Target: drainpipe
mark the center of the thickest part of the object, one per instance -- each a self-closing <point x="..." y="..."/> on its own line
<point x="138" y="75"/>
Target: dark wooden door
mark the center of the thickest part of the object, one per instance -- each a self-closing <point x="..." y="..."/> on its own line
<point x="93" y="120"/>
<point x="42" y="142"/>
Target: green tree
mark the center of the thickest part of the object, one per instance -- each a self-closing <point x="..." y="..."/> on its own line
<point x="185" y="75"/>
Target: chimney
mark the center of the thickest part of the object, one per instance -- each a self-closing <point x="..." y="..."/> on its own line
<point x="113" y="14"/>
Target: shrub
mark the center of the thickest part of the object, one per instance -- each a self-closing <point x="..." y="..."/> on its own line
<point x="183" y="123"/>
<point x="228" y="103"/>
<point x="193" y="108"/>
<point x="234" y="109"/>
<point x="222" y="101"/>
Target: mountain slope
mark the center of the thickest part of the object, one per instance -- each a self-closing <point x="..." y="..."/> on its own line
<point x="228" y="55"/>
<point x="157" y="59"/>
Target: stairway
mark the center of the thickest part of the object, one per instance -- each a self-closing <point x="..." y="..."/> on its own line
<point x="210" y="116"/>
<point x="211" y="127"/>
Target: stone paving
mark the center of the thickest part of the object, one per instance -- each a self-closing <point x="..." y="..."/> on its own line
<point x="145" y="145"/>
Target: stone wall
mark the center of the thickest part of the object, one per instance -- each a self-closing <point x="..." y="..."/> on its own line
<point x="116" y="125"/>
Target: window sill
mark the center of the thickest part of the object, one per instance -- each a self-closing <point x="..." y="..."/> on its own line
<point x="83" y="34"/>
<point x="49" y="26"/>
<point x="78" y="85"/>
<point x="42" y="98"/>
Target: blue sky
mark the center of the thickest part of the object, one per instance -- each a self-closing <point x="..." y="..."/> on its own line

============

* _WHAT IS EXPECTED_: Repeat every entry word for word.

* _RESULT OF THIS EXERCISE_:
Target: drainpipe
mark the center of the thickest part of the object, one per instance -- each a self-closing <point x="..." y="..."/> on its own line
<point x="138" y="75"/>
Target: dark wooden door
mark the center of the thickest part of the object, one per instance -- each a self-closing <point x="..." y="..."/> on its own line
<point x="93" y="120"/>
<point x="42" y="142"/>
Target: green tree
mark the center of the thickest part of the object, one per instance -- each a self-closing <point x="..." y="..."/> on its own line
<point x="185" y="75"/>
Target: chimney
mark the center of the thickest part of the object, one per instance -- each a self-closing <point x="..." y="..."/> on its own line
<point x="113" y="14"/>
Target: shrub
mark the center of the thickest part of the object, one per instance -- each a self-closing <point x="..." y="..."/> on its own line
<point x="183" y="123"/>
<point x="228" y="103"/>
<point x="193" y="108"/>
<point x="234" y="109"/>
<point x="222" y="101"/>
Target: mountain slope
mark the center of the thickest part of the object, one per instance -- each a self-closing <point x="..." y="..."/> on its own line
<point x="228" y="55"/>
<point x="157" y="59"/>
Target: stairway
mark the center of the thickest part of the object, one per instance -- each a self-closing <point x="..." y="..."/> on its own line
<point x="210" y="116"/>
<point x="211" y="127"/>
Target: stone paving
mark the center of the thickest part of the object, one per instance -- each a self-closing <point x="..." y="..."/> on its own line
<point x="145" y="145"/>
Target: stone wall
mark the center of the thickest part of the object, one per instance -- each a self-closing <point x="..." y="..."/> on its own line
<point x="116" y="125"/>
Target: window sill
mark the center of the thickest part of the object, one per instance -- each a self-closing <point x="..." y="..."/> on its own line
<point x="83" y="34"/>
<point x="49" y="26"/>
<point x="78" y="85"/>
<point x="42" y="98"/>
Target: blue sky
mark the center of the thickest part of the object, one per instance -- each a self-closing <point x="..." y="..."/> on its own line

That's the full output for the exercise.